> Task
Only one stretch of the listing below is wanted: the line with "Target: blue sky" and all lines after it. Reproduce that stretch exactly.

> Records supplied
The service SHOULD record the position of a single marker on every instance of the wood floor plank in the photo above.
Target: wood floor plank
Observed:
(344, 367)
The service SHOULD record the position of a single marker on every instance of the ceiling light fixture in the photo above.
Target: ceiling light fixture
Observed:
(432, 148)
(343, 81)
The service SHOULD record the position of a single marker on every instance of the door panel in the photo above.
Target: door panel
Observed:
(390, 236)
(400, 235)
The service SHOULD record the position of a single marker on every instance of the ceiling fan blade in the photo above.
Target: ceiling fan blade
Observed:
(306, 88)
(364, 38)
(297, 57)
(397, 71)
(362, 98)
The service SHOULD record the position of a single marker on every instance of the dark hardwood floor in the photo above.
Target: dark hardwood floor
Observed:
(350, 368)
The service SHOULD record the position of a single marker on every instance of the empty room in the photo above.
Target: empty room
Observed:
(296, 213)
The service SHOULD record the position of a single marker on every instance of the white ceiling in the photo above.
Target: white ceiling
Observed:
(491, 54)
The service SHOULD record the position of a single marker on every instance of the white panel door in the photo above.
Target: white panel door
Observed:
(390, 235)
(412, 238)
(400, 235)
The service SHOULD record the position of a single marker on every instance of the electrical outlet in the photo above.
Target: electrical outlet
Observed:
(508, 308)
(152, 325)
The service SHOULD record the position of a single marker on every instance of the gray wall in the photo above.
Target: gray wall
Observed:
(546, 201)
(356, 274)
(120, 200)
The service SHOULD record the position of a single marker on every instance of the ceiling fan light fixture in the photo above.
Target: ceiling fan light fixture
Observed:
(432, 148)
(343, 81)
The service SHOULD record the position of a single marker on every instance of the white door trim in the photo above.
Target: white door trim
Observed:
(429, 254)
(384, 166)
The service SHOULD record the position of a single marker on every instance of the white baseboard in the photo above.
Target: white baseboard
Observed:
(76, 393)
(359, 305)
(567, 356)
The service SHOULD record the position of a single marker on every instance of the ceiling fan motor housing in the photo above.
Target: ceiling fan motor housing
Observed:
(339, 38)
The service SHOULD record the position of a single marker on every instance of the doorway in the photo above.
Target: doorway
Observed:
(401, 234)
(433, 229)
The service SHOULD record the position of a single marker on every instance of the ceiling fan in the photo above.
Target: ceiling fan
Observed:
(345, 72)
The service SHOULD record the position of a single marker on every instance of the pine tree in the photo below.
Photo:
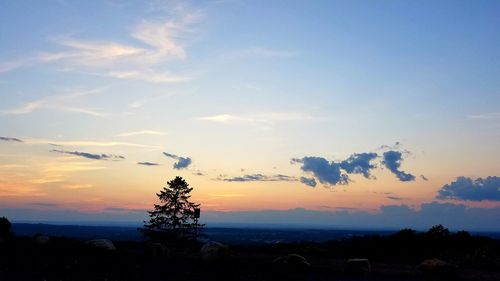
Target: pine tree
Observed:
(176, 217)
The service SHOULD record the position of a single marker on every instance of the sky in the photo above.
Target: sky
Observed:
(332, 113)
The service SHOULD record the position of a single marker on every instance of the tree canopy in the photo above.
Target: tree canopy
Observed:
(176, 216)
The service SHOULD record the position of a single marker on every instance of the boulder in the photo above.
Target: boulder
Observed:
(438, 269)
(41, 239)
(213, 250)
(103, 244)
(358, 266)
(294, 261)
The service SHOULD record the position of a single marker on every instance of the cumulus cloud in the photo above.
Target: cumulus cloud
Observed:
(182, 162)
(148, 163)
(258, 177)
(359, 163)
(90, 155)
(453, 216)
(10, 139)
(337, 173)
(308, 181)
(468, 189)
(392, 160)
(326, 172)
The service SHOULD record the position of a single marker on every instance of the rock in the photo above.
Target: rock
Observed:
(103, 244)
(41, 239)
(157, 249)
(295, 261)
(438, 269)
(358, 266)
(213, 250)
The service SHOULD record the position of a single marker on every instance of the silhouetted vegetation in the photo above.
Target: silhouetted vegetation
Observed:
(4, 228)
(387, 257)
(176, 217)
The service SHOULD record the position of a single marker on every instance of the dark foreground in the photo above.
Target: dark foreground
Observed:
(391, 258)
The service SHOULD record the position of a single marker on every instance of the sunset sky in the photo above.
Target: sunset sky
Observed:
(334, 113)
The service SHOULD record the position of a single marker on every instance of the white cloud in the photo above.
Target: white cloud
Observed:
(85, 143)
(485, 116)
(63, 102)
(151, 43)
(144, 132)
(149, 76)
(259, 118)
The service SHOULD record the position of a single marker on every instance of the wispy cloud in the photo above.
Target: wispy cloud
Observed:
(148, 164)
(468, 189)
(262, 119)
(258, 177)
(154, 43)
(10, 139)
(182, 162)
(85, 143)
(143, 132)
(64, 102)
(227, 195)
(76, 186)
(485, 116)
(91, 155)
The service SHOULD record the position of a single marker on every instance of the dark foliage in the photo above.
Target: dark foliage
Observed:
(175, 217)
(4, 227)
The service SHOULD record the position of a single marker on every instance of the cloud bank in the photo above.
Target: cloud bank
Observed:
(182, 162)
(148, 163)
(90, 155)
(10, 139)
(337, 173)
(468, 189)
(392, 160)
(258, 177)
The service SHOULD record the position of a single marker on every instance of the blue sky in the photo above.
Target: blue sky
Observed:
(249, 92)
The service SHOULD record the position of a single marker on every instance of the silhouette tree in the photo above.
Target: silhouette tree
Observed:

> Written response
Target: blue sky
Observed:
(249, 92)
The service SHOULD record the position of a single marker on every instance of the silhouette tree in the photo above.
Target: silhouette tree
Observed:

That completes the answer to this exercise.